Indian film producer

Kavita K. Barjatya (born 12 November 1977) is an Indian television and film producer who works with Rajshri Productions, a film company owned by her parental family.

==Background and personal life==
Barjatya was born on 12 November 1977 in Mumbai. She is the daughter of Kamal Kumar Barjatya, the present managing director of Rajshri Productions, and the granddaughter of film producer Tarachand Barjatya, who founded Rajshri Productions in 1947.

Barjatya went to school in Mumbai. She graduated with a distinction from Sydenham College and then earned a postgraduate degree in management from NMIMS University. She is a trained vocal singer and Kathak dancer and has delivered several live stage performances; she plays various musical instruments too.

She had a brief marriage that lasted for about 100 days. This was the turning point in her life and since then she has been focused on building her career.

==Career==
Her career in the entertainment industry in India commenced with Main Prem Ki Diwani Hoon, where she assisted her cousin, Sooraj R. Barjatya.

**RECORDS:**

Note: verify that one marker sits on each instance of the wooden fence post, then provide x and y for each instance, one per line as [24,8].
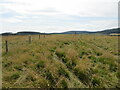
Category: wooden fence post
[44,35]
[6,42]
[39,36]
[29,39]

**WORK REQUEST A:**
Answer these questions from the profile of Kavita K. Barjatya, one answer per line:
(i) In which city was she born?
(ii) From which university did she earn her postgraduate degree in management?
(iii) On which film did her career in the entertainment industry begin?
**WORK REQUEST B:** List every relative of Kavita K. Barjatya named in her profile, and give each one's relation to her.
**WORK REQUEST C:** Carry on the profile of Kavita K. Barjatya from its last sentence, extending the "Career" section.

**ANSWER A:**
(i) Mumbai
(ii) NMIMS University
(iii) Main Prem Ki Diwani Hoon

**ANSWER B:**
Kamal Kumar Barjatya, her father
Tarachand Barjatya, her grandfather
Sooraj R. Barjatya, her cousin

**ANSWER C:**
In 2004, at the behest of Sooraj Barjatya, and with his guidance, she revived the television business which Rajshri had exited in 1984. Rajshri's TV division was launched that year, and Kavita, with other members of the family, successfully managed it for over eight years, producing shows like Woh Rehne Waali Mehlon Ki, Yahaaan Main Ghar Ghar Kheli, Do Hanson Ka Jodaa and more.

In 2013, Barjatya announced her foray into film making; her debut as producer was Samrat & Co., which was a Hindi detective thriller film released on 1 May 2014.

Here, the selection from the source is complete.